Report every line in the rows below that contains the string "light", matching case exactly.

== DATASET ==

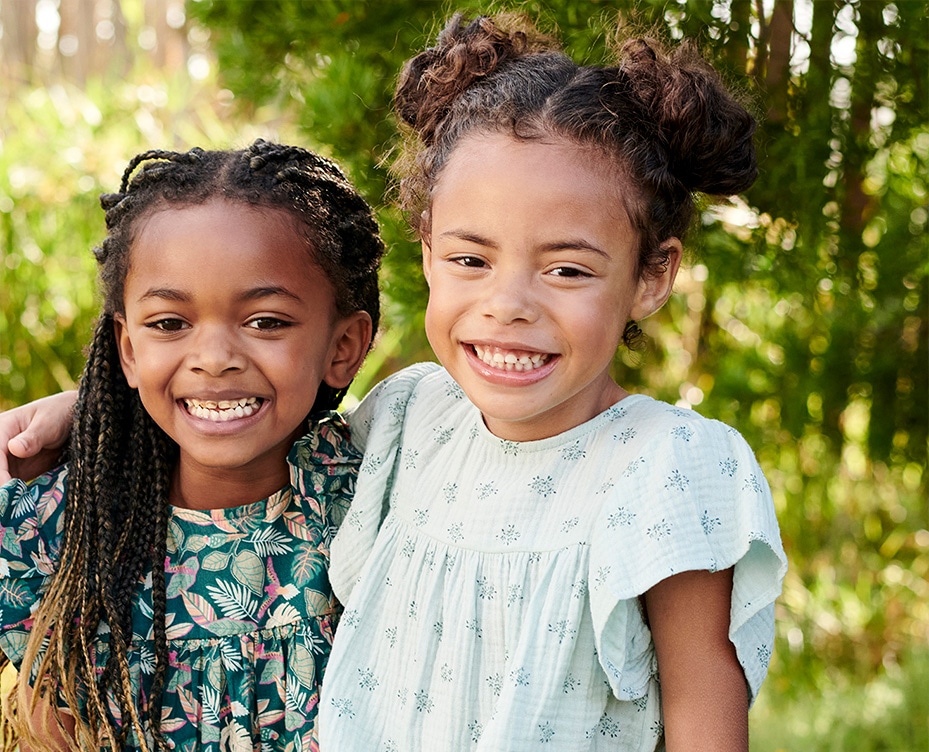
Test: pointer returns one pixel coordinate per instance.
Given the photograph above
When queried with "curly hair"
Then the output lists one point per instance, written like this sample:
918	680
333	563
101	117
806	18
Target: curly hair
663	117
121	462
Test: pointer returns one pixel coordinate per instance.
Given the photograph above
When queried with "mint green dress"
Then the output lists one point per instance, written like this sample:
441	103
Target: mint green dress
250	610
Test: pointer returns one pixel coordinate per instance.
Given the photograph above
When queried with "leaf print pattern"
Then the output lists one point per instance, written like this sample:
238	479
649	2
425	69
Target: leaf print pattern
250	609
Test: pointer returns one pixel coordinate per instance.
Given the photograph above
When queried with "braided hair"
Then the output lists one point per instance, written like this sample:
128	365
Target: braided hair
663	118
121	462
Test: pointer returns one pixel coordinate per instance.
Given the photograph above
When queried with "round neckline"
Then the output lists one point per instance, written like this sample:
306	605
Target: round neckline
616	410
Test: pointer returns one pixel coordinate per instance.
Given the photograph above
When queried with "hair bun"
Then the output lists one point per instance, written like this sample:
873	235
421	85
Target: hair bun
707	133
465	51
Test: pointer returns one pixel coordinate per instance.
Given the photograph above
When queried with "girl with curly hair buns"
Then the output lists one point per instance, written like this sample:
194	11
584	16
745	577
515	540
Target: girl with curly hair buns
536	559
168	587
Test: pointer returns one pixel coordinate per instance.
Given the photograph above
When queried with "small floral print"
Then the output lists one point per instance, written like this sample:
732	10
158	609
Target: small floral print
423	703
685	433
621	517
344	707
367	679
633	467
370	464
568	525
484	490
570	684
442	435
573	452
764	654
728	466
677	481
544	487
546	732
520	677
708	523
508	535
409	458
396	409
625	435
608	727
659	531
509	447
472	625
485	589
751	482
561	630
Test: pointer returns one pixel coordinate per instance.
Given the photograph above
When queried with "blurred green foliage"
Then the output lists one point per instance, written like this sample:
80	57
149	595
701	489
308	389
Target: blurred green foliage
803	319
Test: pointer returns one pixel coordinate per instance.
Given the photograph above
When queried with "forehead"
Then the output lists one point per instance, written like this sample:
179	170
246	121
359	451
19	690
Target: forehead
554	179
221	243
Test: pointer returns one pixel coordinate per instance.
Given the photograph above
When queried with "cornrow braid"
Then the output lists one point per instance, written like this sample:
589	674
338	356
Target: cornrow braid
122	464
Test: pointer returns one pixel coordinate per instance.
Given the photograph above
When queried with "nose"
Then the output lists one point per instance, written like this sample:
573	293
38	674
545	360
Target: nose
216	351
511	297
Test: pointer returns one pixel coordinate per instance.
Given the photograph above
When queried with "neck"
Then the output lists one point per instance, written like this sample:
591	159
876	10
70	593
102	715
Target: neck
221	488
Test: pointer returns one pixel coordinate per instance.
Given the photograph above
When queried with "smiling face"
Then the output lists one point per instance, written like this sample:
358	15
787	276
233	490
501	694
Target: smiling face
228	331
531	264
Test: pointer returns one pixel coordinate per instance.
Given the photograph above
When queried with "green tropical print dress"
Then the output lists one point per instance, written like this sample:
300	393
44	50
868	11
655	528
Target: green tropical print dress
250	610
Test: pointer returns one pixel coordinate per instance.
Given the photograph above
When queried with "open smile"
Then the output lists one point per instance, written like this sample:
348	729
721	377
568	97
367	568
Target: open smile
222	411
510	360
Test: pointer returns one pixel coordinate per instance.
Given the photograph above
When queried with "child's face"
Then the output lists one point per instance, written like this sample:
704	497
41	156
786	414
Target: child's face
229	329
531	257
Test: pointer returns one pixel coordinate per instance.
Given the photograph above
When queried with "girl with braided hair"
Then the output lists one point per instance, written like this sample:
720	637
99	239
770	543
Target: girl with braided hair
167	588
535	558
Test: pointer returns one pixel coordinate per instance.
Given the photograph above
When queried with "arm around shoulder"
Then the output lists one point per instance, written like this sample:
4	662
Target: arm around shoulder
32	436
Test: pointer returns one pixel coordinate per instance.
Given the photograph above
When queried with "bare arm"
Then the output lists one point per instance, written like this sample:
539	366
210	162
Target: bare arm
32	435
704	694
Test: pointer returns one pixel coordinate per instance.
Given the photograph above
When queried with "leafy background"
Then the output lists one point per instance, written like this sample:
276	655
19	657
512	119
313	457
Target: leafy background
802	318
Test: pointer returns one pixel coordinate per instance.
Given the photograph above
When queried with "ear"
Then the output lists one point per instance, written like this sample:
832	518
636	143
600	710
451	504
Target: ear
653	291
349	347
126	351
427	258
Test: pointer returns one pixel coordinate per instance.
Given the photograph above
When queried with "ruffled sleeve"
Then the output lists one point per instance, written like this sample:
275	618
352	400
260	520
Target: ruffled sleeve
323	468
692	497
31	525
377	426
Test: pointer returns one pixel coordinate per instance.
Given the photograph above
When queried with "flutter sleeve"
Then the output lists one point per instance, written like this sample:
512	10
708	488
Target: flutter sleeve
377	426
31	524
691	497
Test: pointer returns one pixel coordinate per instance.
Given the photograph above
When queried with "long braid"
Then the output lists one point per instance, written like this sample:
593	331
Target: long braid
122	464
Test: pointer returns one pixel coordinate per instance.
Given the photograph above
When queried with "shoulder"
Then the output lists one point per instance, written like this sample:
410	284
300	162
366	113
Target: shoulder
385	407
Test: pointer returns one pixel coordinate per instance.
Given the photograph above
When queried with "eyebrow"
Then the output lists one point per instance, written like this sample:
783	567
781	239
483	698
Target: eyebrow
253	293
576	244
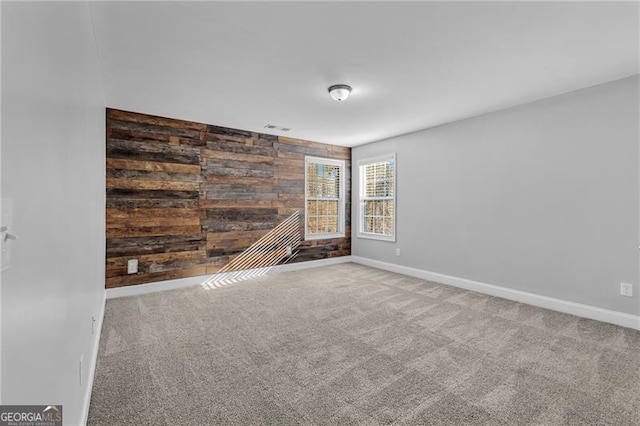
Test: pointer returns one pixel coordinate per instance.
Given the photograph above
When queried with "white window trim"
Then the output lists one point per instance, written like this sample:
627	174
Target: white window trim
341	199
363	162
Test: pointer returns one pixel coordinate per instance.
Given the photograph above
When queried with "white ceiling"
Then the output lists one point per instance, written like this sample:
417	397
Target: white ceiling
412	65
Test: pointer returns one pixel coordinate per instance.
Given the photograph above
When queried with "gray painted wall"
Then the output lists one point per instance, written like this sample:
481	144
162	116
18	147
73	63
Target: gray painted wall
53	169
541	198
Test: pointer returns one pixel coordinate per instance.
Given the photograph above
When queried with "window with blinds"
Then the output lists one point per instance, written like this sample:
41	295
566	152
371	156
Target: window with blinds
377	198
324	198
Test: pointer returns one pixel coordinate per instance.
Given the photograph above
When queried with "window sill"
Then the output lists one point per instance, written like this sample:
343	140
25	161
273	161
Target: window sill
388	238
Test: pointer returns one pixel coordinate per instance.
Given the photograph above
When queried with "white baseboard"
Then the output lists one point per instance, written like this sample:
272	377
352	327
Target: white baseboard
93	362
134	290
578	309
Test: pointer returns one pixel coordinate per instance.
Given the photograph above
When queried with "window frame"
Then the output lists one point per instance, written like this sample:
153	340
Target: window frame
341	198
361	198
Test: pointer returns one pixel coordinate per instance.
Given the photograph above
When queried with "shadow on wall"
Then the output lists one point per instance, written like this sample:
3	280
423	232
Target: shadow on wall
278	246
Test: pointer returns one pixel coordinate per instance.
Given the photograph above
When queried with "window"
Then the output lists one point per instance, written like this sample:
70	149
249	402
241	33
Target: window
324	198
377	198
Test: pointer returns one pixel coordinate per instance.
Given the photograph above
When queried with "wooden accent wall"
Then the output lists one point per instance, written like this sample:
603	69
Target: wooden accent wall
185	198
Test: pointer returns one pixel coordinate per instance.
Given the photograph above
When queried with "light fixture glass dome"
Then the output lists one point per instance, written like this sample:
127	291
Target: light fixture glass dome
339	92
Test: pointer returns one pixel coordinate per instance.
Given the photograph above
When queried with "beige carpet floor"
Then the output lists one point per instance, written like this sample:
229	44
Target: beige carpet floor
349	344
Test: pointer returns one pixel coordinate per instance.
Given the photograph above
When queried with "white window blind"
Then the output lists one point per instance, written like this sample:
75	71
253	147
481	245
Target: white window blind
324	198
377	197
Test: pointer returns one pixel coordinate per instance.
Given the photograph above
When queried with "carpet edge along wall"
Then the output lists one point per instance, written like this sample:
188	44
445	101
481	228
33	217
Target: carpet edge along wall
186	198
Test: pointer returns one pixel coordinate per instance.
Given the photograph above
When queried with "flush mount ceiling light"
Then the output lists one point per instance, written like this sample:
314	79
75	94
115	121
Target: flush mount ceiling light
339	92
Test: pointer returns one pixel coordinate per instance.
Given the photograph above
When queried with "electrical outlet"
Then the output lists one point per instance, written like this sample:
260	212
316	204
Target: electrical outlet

===

▸ **COMPLETED EXERCISE**
When queried with "light fixture glass dome"
Target: light fixture glass dome
When queried with "flush mount ceiling light"
Target: flush mount ceiling light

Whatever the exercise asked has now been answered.